## ASSIGNED TASK
Could you pick up the Hyderabad diary entry below, about the writer's work on newspaper stories, and continue it from its last line?

## EXCERPT TO READ
Monday, October 26, 2009

Hyderabad 6

A rather late start today at the ramble file. There's this funny scene in many comedy movies, where a strong man pus his palm on a little guy's head, and he keeps swinging and swinging. I can see myself doing just that. I gotta change something fundamental in my approach. Wonder what it is. RK anna said that recognizing the problems is the biggest step toward solving them. The problem is coming into focus, slowly. I'm snapping at it's heels, around the edges. Once I figure out how to tackle the strong guy, I'll be rushing faster than ever.

I wanted to write today, a couple of times. I cant remember what about, but it felt good at the moment. Oh, by the way, I got a call at 1:00 last night. You know who it was. 'I'm feeling low, I have no one else to call', she says. The next hour passed in self pity, sobbing and basically a full spectrum of sorrow from a very steady pessimistic viewpoint. I was glad to go back to sleep. Of course, she was reluctant to leave, even after 2:00. I think I'll switch my phone off tonight.

I reworked the story on the Osmania hospital today, according to another one published this morning on Niloufer. I think it fits the format boss asked for, but I'll try and give it another reading.

This is now two days later. The Osmania article fell flat on its face, then flipped over and landed on its chair with a thump. "I'm your reader, help me, don't torture me," was what boss had to say about the article. Wow.

## RECORDS SUPPLIED
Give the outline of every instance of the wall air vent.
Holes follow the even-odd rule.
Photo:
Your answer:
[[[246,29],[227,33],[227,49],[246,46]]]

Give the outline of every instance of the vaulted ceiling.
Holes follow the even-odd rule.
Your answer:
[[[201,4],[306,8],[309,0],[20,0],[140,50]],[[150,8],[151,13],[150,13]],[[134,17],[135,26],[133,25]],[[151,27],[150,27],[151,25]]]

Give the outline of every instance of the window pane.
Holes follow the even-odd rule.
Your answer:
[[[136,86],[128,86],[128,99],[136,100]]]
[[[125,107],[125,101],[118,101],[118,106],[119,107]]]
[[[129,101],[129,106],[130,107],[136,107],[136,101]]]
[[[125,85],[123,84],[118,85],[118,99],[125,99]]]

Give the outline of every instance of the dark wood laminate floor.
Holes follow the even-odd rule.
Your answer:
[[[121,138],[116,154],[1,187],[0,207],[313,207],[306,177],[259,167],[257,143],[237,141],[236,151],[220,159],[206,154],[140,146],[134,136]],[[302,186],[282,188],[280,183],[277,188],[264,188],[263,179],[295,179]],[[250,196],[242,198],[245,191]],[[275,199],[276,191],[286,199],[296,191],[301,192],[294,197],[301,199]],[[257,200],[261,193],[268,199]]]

...

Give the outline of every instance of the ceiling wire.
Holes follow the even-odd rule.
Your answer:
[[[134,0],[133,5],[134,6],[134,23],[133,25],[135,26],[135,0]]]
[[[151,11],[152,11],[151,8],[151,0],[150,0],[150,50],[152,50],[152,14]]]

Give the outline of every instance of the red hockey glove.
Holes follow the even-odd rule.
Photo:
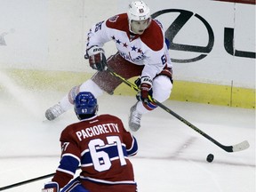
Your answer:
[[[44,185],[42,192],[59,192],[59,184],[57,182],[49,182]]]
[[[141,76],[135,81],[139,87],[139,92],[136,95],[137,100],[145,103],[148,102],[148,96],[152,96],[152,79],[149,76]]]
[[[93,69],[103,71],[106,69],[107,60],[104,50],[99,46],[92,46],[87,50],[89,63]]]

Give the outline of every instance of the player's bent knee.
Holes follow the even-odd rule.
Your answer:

* * *

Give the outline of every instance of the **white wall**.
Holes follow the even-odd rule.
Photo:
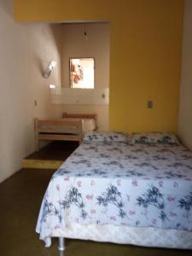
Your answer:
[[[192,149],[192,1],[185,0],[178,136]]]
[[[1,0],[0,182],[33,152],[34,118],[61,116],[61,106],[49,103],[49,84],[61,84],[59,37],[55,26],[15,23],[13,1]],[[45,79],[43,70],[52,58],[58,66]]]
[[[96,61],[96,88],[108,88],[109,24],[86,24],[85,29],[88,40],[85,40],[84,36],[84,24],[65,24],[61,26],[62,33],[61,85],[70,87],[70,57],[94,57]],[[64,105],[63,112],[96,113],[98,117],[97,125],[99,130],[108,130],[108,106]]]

## OUTPUT
I think I'm finally beginning to learn. Another oft heard phrase comes to mind – "put aside your ego if you want to learn." Well, since ordinary human beings cant simply put it aside, circumstances dot he job for them. The boss quite effectively decimated my ego with a few choice lines like the one in the previous paragraph. So now I'm taking a longer look at my circumstances. Changing the viewpoint, so to speak. I'm a fresher. I didn't try to hide this fact, even at the beginning, but now everyone knows it and it's been established. Like boss once confided, I have a one-month probation, by which time I'm supposed to be churning out stories like the rest of the gang. Tomorrow I will reach the two-week mark of the first month. I'm exactly one story old. Two weeks, 14 days. One story. Hmm……now, GG said my career's been made, I think. Made what? Made how? You know, logic dictates that I desire the month never to be over, but I'm awfully curious about the next phase. I can't see anything at all from where I'm standing right now. Where are the stories going to come from? Where?

I just had my lunch. After no breakfast, it was a welcome meal, but lunch brings with it its own horde of problems. I have to make two phone calls, neither of which will yield a story today. I'm so drowsy after that meal that I've decided against lunch in the future. I don't have a story for the day (again) and that in itself tenses me. So I'm really drowsy, I have this nagging feeling of something left undone and I'm tense about having no stories yet. I'm a glass of milk into which a slice of lemon has been thrown in. I'd better make those calls.